* **SET PROBLEM**: Take the entries below and reproduce them word for word.

— start DATA ROWS —

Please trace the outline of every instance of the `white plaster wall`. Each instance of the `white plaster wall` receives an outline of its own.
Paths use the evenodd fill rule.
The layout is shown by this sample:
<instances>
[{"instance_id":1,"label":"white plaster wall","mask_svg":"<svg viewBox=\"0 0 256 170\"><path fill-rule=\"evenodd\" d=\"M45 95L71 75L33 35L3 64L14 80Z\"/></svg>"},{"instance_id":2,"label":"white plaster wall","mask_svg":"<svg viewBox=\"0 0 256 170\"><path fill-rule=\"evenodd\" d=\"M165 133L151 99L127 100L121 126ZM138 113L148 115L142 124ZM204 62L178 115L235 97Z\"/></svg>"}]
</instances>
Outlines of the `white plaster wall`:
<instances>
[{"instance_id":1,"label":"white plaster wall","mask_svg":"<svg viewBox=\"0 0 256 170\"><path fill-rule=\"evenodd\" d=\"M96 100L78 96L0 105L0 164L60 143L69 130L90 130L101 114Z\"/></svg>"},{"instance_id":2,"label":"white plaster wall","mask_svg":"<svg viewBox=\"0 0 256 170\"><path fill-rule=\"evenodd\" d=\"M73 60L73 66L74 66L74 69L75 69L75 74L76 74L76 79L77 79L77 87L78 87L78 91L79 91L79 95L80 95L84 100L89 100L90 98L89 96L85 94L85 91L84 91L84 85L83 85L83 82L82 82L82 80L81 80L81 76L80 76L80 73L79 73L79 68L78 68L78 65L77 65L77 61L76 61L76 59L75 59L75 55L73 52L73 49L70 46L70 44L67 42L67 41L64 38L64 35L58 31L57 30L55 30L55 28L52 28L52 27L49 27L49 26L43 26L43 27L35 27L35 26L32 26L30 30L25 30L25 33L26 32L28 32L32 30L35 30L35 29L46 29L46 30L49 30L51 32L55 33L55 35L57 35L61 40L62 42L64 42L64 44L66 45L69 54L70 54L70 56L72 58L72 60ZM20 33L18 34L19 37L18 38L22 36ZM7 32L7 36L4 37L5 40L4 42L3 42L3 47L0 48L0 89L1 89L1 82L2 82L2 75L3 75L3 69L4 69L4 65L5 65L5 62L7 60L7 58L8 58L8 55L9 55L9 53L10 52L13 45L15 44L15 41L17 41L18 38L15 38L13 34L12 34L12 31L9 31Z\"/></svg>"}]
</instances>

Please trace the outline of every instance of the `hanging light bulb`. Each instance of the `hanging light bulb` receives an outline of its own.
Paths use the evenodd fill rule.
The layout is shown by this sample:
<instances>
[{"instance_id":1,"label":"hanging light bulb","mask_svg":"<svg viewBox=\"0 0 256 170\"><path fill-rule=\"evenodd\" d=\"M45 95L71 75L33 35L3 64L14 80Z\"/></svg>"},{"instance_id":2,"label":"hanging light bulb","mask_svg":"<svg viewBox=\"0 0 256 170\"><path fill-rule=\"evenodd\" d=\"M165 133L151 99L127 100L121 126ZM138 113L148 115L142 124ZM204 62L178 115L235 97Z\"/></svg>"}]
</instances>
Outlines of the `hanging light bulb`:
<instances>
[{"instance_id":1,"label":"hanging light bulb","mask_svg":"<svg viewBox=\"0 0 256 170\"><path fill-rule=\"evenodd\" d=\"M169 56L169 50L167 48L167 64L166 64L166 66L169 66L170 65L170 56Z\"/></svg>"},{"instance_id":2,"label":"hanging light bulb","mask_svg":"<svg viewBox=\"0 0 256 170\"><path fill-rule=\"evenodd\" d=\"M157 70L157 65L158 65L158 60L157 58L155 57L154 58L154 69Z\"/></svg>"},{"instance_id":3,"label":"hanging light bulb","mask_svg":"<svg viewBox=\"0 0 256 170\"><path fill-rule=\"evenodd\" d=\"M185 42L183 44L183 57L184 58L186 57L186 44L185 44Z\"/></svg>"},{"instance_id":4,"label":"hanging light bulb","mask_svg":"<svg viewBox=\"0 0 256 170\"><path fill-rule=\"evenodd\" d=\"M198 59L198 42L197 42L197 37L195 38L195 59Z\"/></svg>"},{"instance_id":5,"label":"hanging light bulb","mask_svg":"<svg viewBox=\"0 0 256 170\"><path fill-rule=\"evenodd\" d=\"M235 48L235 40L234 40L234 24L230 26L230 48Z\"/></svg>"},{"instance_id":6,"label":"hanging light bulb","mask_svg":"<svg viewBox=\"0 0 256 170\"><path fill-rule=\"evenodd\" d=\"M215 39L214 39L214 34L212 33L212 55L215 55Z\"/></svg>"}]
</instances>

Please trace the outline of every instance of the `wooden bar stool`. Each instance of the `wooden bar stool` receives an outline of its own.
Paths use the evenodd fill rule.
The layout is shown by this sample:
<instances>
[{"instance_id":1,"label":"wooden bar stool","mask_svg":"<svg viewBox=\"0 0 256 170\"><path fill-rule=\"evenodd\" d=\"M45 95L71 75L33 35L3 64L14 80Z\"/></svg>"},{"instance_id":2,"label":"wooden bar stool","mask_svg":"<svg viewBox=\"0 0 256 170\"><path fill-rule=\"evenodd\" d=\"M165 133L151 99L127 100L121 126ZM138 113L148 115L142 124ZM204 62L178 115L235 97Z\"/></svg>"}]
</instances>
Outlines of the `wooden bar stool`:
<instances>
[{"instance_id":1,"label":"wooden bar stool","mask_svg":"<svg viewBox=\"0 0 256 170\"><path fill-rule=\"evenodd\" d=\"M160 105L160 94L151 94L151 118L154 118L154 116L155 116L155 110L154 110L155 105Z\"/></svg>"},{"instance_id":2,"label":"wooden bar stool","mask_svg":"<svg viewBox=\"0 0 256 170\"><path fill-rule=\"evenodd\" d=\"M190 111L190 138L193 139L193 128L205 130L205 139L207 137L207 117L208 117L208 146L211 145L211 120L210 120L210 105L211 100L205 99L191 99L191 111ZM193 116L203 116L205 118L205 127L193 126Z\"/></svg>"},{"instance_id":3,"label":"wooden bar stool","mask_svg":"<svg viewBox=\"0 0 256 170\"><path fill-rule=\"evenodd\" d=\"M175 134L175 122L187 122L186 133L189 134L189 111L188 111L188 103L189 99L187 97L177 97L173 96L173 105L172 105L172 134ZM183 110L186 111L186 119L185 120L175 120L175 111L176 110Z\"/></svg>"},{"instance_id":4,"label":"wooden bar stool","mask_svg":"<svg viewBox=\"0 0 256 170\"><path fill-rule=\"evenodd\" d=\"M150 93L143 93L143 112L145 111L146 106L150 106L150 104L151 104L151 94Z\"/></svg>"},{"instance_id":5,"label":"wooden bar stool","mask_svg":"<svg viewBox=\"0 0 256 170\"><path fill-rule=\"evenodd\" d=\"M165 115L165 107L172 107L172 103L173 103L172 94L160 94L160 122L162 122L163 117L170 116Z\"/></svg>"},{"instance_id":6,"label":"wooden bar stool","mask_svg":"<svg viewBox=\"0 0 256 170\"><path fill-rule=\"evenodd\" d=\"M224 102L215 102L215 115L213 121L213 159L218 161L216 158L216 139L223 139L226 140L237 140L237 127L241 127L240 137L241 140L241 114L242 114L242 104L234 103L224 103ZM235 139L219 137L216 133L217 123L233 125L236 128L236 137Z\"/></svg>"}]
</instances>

— end DATA ROWS —

* **SOLVED PROBLEM**:
Please trace the outline of every instance of the `white plaster wall`. Each instance of the `white plaster wall` receives an outline of its own.
Paths use the evenodd fill rule.
The layout is shown by this sample:
<instances>
[{"instance_id":1,"label":"white plaster wall","mask_svg":"<svg viewBox=\"0 0 256 170\"><path fill-rule=\"evenodd\" d=\"M45 95L71 75L33 35L3 64L14 80Z\"/></svg>"},{"instance_id":2,"label":"white plaster wall","mask_svg":"<svg viewBox=\"0 0 256 170\"><path fill-rule=\"evenodd\" d=\"M165 133L151 99L127 100L121 126ZM138 113L148 115L142 124ZM204 62L178 115L235 97Z\"/></svg>"}]
</instances>
Outlines of the `white plaster wall`:
<instances>
[{"instance_id":1,"label":"white plaster wall","mask_svg":"<svg viewBox=\"0 0 256 170\"><path fill-rule=\"evenodd\" d=\"M96 100L78 96L0 105L0 164L60 143L69 130L90 130L101 114Z\"/></svg>"},{"instance_id":2,"label":"white plaster wall","mask_svg":"<svg viewBox=\"0 0 256 170\"><path fill-rule=\"evenodd\" d=\"M73 60L73 66L74 66L74 69L75 69L75 74L76 74L76 79L77 79L77 87L78 87L78 91L79 91L79 95L80 95L84 100L89 100L90 98L89 96L85 94L85 91L84 91L84 85L83 85L83 82L82 82L82 80L81 80L81 76L80 76L80 73L79 73L79 68L78 68L78 65L77 65L77 61L76 61L76 59L75 59L75 55L73 52L73 49L70 46L70 44L67 42L67 41L64 38L64 35L58 31L57 30L55 30L55 28L52 28L52 27L49 27L49 26L43 26L43 27L35 27L35 26L32 26L30 30L25 30L25 33L26 32L28 32L32 30L35 30L35 29L46 29L46 30L49 30L51 32L55 33L55 35L57 35L61 40L62 42L64 42L64 44L66 45L69 54L70 54L70 56L72 58L72 60ZM20 33L18 34L19 37L18 38L22 36ZM7 32L7 36L4 37L5 40L4 42L3 42L3 47L0 48L0 89L1 89L1 82L2 82L2 75L3 75L3 69L4 69L4 65L5 65L5 62L7 60L7 58L8 58L8 55L9 55L9 53L10 52L13 45L15 44L15 41L17 41L18 38L15 38L13 34L12 34L12 31L9 31Z\"/></svg>"}]
</instances>

Please trace the outline of every instance of the `hanging light bulb`. Each instance of the `hanging light bulb` receives an outline of its own.
Paths use the evenodd fill rule.
The layout is shown by this sample:
<instances>
[{"instance_id":1,"label":"hanging light bulb","mask_svg":"<svg viewBox=\"0 0 256 170\"><path fill-rule=\"evenodd\" d=\"M45 95L71 75L33 35L3 64L14 80Z\"/></svg>"},{"instance_id":2,"label":"hanging light bulb","mask_svg":"<svg viewBox=\"0 0 256 170\"><path fill-rule=\"evenodd\" d=\"M165 133L151 99L127 100L121 126ZM138 113L148 115L142 124ZM204 62L178 115L235 97Z\"/></svg>"}]
</instances>
Outlines of the `hanging light bulb`:
<instances>
[{"instance_id":1,"label":"hanging light bulb","mask_svg":"<svg viewBox=\"0 0 256 170\"><path fill-rule=\"evenodd\" d=\"M169 56L169 50L167 48L167 64L166 64L166 66L169 66L170 65L170 56Z\"/></svg>"},{"instance_id":2,"label":"hanging light bulb","mask_svg":"<svg viewBox=\"0 0 256 170\"><path fill-rule=\"evenodd\" d=\"M157 70L157 65L158 65L158 60L157 58L155 57L154 58L154 69Z\"/></svg>"},{"instance_id":3,"label":"hanging light bulb","mask_svg":"<svg viewBox=\"0 0 256 170\"><path fill-rule=\"evenodd\" d=\"M185 42L183 44L183 57L184 58L186 57L186 44L185 44Z\"/></svg>"},{"instance_id":4,"label":"hanging light bulb","mask_svg":"<svg viewBox=\"0 0 256 170\"><path fill-rule=\"evenodd\" d=\"M198 59L198 42L197 42L197 37L195 38L195 59Z\"/></svg>"},{"instance_id":5,"label":"hanging light bulb","mask_svg":"<svg viewBox=\"0 0 256 170\"><path fill-rule=\"evenodd\" d=\"M235 48L235 40L234 40L234 24L230 26L230 48Z\"/></svg>"},{"instance_id":6,"label":"hanging light bulb","mask_svg":"<svg viewBox=\"0 0 256 170\"><path fill-rule=\"evenodd\" d=\"M215 39L214 39L214 34L212 33L212 55L215 55Z\"/></svg>"}]
</instances>

Please trace the outline of every instance of the `wooden bar stool`. Each instance of the `wooden bar stool` receives an outline of its own.
Paths use the evenodd fill rule.
The layout is shown by this sample:
<instances>
[{"instance_id":1,"label":"wooden bar stool","mask_svg":"<svg viewBox=\"0 0 256 170\"><path fill-rule=\"evenodd\" d=\"M45 95L71 75L33 35L3 64L14 80Z\"/></svg>"},{"instance_id":2,"label":"wooden bar stool","mask_svg":"<svg viewBox=\"0 0 256 170\"><path fill-rule=\"evenodd\" d=\"M165 133L151 99L127 100L121 126ZM138 113L148 115L142 124ZM204 62L178 115L235 97Z\"/></svg>"}]
</instances>
Outlines of the `wooden bar stool`:
<instances>
[{"instance_id":1,"label":"wooden bar stool","mask_svg":"<svg viewBox=\"0 0 256 170\"><path fill-rule=\"evenodd\" d=\"M160 105L160 94L151 94L151 118L154 118L154 116L155 116L155 110L154 110L155 105Z\"/></svg>"},{"instance_id":2,"label":"wooden bar stool","mask_svg":"<svg viewBox=\"0 0 256 170\"><path fill-rule=\"evenodd\" d=\"M190 111L190 138L193 139L193 128L205 130L205 139L207 137L207 117L208 117L208 146L211 145L211 120L210 120L210 105L211 100L205 99L191 99L191 111ZM193 116L203 116L205 118L205 127L193 126Z\"/></svg>"},{"instance_id":3,"label":"wooden bar stool","mask_svg":"<svg viewBox=\"0 0 256 170\"><path fill-rule=\"evenodd\" d=\"M175 134L175 122L187 122L186 133L189 134L189 111L188 111L188 103L189 99L187 97L177 97L173 96L173 105L172 105L172 134ZM183 110L186 111L186 119L185 120L175 120L175 111L176 110Z\"/></svg>"},{"instance_id":4,"label":"wooden bar stool","mask_svg":"<svg viewBox=\"0 0 256 170\"><path fill-rule=\"evenodd\" d=\"M150 93L143 93L143 112L145 111L146 106L150 106L150 104L151 104L151 94Z\"/></svg>"},{"instance_id":5,"label":"wooden bar stool","mask_svg":"<svg viewBox=\"0 0 256 170\"><path fill-rule=\"evenodd\" d=\"M165 115L165 107L172 107L172 103L173 103L172 94L160 94L160 122L162 122L163 117L170 116Z\"/></svg>"},{"instance_id":6,"label":"wooden bar stool","mask_svg":"<svg viewBox=\"0 0 256 170\"><path fill-rule=\"evenodd\" d=\"M224 102L215 102L215 115L213 121L213 159L218 161L216 158L216 139L223 139L226 140L237 140L237 127L241 127L240 137L241 140L241 114L242 114L242 104L234 103L224 103ZM235 139L219 137L216 133L217 123L233 125L236 128L236 137Z\"/></svg>"}]
</instances>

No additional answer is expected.